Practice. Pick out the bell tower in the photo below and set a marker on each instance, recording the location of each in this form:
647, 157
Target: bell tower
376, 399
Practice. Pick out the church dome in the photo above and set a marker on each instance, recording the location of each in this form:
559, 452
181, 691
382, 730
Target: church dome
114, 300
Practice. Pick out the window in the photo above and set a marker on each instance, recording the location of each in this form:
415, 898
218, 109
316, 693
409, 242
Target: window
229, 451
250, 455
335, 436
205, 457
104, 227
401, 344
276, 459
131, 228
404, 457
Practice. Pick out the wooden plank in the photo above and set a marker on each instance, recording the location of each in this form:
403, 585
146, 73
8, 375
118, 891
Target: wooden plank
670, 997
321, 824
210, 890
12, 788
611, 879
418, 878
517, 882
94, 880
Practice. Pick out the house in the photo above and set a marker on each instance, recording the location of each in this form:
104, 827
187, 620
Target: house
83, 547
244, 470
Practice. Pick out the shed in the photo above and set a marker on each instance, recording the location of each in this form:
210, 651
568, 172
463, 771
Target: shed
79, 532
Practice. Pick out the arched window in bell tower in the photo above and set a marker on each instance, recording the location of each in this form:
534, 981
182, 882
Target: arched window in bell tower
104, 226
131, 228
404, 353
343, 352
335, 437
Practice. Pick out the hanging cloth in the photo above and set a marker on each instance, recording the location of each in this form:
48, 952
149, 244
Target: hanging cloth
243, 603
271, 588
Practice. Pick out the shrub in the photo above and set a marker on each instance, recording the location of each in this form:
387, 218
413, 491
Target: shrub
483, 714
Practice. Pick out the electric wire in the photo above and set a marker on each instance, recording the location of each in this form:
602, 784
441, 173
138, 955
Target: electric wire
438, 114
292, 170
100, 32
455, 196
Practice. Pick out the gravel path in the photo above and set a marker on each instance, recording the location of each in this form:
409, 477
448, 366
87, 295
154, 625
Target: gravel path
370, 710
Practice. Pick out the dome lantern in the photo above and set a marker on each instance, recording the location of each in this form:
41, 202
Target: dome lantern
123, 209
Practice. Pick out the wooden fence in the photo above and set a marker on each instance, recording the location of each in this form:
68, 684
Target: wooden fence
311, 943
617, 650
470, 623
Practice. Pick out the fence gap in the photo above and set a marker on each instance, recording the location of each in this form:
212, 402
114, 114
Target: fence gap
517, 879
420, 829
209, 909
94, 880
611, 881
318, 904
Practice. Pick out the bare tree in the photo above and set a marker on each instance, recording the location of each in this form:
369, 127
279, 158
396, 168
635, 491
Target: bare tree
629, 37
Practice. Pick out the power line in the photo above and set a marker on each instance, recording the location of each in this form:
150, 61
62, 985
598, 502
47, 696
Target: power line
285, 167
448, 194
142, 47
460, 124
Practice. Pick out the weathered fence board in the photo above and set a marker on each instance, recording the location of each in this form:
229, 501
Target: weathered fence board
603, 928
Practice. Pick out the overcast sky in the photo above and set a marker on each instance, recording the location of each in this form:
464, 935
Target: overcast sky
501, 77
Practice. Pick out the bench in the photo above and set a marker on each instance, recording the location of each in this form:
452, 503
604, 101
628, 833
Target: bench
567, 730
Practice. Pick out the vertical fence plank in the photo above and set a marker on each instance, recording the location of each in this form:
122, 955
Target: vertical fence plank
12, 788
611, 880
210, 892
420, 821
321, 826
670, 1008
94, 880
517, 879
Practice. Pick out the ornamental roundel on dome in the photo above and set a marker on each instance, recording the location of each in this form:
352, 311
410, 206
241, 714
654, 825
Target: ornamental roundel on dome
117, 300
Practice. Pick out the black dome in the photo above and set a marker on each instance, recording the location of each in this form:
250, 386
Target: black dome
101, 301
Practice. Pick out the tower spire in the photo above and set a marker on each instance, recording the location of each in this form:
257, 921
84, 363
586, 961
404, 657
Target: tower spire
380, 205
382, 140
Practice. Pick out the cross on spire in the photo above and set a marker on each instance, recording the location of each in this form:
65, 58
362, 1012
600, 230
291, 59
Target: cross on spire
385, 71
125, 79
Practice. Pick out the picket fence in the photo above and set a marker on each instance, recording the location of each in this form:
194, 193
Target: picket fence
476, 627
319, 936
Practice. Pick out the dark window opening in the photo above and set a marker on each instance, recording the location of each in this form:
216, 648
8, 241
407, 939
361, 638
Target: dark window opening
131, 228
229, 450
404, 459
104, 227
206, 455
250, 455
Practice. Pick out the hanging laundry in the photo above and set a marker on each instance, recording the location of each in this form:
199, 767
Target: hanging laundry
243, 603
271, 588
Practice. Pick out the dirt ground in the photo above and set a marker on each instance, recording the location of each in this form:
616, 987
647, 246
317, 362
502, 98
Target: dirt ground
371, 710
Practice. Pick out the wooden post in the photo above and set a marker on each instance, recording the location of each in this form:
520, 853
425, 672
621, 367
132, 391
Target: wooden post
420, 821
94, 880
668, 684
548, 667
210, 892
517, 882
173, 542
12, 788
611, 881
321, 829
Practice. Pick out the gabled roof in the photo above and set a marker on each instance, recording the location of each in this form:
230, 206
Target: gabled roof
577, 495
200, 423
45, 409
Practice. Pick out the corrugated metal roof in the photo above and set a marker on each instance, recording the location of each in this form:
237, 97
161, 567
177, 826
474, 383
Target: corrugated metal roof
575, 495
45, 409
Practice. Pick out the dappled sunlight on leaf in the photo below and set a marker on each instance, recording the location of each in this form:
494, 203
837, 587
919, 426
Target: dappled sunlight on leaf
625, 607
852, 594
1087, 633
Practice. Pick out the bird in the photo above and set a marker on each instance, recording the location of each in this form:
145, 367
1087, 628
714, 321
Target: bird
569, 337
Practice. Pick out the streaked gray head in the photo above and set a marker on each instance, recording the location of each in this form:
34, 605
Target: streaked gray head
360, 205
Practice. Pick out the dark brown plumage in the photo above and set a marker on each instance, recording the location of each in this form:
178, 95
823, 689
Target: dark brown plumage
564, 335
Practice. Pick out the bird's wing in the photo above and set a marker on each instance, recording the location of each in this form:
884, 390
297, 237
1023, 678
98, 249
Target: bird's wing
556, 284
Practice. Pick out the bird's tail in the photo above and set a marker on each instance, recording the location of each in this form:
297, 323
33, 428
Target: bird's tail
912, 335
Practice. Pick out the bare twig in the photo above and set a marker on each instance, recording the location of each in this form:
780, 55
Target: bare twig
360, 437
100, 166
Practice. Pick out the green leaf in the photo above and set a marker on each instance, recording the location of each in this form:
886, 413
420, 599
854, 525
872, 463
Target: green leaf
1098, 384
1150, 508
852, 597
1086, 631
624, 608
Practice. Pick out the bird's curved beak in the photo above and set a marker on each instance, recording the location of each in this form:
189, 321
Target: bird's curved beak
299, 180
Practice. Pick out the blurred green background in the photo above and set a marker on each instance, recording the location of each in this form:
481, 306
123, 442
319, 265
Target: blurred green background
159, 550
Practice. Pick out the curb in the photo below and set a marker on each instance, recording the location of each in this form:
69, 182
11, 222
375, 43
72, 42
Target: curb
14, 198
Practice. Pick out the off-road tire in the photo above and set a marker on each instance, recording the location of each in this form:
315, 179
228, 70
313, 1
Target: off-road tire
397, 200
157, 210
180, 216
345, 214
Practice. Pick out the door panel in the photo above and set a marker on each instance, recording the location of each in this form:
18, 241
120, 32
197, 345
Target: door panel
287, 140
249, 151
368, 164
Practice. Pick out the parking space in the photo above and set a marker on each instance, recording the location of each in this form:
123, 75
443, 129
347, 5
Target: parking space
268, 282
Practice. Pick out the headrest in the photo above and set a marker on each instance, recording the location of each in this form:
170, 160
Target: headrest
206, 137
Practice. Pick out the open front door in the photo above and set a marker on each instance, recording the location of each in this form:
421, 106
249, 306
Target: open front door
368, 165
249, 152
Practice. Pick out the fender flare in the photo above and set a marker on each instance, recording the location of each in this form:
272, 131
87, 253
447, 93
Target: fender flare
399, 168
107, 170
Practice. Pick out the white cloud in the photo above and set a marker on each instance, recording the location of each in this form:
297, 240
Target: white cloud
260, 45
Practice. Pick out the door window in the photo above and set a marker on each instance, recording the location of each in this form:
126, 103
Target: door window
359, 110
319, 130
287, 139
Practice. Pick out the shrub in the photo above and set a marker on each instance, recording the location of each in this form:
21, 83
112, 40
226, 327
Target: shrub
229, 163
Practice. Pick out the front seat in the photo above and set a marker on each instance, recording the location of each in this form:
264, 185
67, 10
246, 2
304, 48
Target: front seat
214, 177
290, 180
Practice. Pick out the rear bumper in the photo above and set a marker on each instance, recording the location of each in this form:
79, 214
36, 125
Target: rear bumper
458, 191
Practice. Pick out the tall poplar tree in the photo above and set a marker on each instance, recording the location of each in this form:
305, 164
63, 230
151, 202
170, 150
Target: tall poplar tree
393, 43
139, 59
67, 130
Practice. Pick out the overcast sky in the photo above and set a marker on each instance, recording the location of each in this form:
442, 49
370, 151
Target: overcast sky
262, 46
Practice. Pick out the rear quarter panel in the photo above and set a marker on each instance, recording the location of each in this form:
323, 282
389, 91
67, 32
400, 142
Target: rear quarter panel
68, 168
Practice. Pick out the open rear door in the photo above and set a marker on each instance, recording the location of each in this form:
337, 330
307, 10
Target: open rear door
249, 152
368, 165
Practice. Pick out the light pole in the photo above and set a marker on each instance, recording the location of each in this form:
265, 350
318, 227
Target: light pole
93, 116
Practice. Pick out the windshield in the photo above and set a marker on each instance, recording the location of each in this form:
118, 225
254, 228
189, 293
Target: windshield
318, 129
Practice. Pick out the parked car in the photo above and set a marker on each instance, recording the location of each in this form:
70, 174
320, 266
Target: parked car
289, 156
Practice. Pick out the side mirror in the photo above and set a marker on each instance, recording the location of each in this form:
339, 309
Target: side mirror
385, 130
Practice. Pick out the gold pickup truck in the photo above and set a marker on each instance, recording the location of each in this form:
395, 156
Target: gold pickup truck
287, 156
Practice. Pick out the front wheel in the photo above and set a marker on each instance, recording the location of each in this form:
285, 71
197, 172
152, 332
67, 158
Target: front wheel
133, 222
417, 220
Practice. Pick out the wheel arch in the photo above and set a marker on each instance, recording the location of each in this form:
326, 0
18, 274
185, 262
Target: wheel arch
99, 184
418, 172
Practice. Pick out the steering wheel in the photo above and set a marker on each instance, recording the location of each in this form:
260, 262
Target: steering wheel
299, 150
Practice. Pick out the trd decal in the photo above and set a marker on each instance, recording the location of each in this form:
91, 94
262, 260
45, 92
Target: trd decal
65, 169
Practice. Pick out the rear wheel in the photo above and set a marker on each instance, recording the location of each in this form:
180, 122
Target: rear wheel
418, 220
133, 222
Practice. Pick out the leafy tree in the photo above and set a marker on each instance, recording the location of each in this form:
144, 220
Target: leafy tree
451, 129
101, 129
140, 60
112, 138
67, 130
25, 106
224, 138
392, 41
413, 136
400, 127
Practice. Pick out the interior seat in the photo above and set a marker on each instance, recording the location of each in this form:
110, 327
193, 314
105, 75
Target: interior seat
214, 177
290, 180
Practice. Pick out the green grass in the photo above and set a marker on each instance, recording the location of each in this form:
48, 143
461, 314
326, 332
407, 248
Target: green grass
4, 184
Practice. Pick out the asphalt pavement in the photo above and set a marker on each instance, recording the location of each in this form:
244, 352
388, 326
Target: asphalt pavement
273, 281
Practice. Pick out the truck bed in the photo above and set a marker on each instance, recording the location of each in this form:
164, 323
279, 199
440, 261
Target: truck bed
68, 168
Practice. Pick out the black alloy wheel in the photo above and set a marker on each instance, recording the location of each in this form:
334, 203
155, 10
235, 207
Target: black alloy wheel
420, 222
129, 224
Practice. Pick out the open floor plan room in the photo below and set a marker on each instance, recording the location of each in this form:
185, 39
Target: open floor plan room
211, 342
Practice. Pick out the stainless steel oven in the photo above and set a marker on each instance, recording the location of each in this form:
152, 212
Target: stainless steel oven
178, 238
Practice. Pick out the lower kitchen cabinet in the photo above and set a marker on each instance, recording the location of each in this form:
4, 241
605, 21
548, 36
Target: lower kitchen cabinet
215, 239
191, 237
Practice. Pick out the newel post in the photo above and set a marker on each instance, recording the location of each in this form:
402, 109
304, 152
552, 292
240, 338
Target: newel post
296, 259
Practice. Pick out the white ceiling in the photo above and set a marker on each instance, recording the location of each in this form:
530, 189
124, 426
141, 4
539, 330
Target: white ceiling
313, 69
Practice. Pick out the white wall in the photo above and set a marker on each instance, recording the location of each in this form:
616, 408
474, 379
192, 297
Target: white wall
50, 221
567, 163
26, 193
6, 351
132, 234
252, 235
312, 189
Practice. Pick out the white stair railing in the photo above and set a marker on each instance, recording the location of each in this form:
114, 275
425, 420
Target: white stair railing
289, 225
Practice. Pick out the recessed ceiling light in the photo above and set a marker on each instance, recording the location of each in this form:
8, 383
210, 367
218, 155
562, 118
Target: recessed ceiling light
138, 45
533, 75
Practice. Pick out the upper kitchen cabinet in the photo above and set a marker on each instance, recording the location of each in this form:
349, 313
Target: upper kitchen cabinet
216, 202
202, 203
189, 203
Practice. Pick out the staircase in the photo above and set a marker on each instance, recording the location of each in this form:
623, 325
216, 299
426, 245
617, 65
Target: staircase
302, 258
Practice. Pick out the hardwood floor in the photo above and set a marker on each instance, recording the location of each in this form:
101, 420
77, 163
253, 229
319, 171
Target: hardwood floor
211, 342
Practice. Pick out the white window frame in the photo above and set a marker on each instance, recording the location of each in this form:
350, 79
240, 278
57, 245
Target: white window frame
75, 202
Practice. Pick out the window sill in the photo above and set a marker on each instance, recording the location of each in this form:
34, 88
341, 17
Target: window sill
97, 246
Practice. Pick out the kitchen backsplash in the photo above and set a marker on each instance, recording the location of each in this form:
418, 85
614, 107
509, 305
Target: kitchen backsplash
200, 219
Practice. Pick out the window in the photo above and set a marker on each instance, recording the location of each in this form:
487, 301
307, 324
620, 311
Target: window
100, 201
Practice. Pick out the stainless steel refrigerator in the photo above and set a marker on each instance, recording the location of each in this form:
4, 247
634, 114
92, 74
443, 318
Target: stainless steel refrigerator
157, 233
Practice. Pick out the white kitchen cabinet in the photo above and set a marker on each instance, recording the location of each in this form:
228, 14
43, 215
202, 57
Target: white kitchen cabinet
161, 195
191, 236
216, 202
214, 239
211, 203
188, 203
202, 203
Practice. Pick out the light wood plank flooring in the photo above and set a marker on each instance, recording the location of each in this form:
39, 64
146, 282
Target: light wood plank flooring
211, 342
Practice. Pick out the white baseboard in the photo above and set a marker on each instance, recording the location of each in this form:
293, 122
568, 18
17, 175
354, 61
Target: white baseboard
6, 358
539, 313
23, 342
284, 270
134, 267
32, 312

* Task statement
Format the rows from the line containing "Practice. Pick out the light wood" through the end of the rows as a Markdown table with the columns n and Line, numbering each line and leaving out any blank lines.

* Task output
| n | Line |
|---|---|
| 1 | Practice. Pick out the light wood plank flooring in the photo above and set a marker on each instance, recording the location of each in this form: |
| 2 | 39, 64 |
| 3 | 146, 282 |
| 4 | Target: light wood plank flooring |
| 5 | 211, 342 |
| 6 | Practice. Pick out the white baseboard in the photo above and set a marker on each instance, recording the location of each in this form: |
| 7 | 293, 122 |
| 8 | 568, 18 |
| 9 | 17, 175 |
| 10 | 354, 61 |
| 11 | Target: white baseboard |
| 12 | 6, 358 |
| 13 | 539, 313 |
| 14 | 23, 342 |
| 15 | 284, 270 |
| 16 | 134, 267 |
| 17 | 32, 312 |